Everything from the line that contains "Mark one point on each instance of the green leaf" through the last line of the listing must be copied exactly, with both of those lines included and no others.

Records:
^^^^
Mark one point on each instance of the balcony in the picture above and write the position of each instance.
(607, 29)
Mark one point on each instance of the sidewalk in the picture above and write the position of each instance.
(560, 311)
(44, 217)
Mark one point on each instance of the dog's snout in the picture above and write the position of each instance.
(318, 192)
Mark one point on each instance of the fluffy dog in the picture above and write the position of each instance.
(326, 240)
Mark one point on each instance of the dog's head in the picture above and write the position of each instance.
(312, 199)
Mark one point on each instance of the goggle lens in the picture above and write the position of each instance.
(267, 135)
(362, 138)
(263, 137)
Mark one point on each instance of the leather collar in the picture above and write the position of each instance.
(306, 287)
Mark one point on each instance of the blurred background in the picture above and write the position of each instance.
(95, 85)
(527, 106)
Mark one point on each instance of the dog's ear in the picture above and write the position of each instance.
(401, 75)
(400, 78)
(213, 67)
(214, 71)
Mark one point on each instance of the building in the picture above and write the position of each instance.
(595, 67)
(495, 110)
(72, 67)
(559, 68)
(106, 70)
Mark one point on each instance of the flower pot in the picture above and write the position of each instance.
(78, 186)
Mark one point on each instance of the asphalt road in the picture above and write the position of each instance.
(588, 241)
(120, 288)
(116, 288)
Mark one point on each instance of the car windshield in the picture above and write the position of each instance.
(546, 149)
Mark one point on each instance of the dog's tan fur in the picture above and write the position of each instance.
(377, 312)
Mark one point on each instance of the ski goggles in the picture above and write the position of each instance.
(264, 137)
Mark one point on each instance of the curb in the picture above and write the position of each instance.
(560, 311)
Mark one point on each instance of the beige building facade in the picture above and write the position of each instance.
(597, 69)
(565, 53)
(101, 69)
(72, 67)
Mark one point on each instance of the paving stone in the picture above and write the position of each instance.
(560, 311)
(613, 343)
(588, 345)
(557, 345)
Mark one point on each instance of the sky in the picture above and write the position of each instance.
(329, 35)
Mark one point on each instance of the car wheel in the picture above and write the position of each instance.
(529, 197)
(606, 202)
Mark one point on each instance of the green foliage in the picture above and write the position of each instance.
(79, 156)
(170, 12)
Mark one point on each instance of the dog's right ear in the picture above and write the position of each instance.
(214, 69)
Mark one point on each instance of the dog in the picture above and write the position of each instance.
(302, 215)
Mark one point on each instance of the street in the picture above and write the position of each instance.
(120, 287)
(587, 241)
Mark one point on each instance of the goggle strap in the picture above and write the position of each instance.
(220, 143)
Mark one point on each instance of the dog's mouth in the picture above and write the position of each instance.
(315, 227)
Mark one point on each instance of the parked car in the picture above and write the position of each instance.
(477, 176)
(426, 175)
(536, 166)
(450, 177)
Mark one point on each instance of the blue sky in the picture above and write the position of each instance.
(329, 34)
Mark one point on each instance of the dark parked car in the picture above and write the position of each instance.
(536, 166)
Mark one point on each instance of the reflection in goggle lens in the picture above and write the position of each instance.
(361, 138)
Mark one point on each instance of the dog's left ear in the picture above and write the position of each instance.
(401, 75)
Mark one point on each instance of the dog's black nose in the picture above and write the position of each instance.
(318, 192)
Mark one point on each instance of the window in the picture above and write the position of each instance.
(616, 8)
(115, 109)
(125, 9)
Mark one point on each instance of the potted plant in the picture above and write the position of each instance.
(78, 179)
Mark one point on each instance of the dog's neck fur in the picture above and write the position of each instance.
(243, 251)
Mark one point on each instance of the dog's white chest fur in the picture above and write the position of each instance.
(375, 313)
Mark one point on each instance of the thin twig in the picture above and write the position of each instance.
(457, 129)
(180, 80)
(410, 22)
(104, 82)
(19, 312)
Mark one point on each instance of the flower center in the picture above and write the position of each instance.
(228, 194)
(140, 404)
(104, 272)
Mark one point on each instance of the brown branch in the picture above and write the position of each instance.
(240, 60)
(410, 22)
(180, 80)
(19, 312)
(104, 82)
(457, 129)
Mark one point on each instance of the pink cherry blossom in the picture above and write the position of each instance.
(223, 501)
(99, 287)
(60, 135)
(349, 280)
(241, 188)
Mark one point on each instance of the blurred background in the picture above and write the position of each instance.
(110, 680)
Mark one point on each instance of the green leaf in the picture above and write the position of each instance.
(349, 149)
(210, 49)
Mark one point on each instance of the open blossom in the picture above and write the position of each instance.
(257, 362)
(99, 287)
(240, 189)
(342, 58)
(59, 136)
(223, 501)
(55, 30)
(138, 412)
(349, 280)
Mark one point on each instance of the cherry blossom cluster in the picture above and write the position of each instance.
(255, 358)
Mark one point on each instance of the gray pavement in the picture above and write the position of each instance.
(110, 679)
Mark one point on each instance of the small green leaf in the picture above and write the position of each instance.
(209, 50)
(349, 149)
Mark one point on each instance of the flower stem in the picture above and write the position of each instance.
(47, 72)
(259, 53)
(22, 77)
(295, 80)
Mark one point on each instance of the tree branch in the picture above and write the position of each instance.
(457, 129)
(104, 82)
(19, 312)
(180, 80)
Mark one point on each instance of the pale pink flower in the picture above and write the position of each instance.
^^^^
> Answer for the task
Mark one point on each instance of the green leaf in the picture above and write the position of each instance.
(349, 149)
(210, 49)
Mark one point on each instance of the open blossom in the picture above and write the position of each instance.
(257, 362)
(99, 287)
(240, 189)
(342, 58)
(59, 136)
(223, 501)
(55, 30)
(138, 412)
(349, 280)
Mark one point on each instance of the cherry blossom cluster in the picture above and write the position of each instance.
(255, 358)
Mark one point on each instance of the gray pavement in the picture above and write the position of each instance.
(110, 679)
Mark one point on each instance of the small green leaf in the picture above and write the position of each instance.
(209, 50)
(349, 149)
Mark one point on each instance of the flower stem in the picture above and write the position of each instance.
(47, 72)
(259, 53)
(22, 77)
(295, 80)
Mark one point on each instance of the tree branch in the picture above and write the position of each instance.
(457, 129)
(104, 82)
(19, 312)
(180, 80)
Mark one point on each instance of the pale pink flower in the picture above and write the position of each instance.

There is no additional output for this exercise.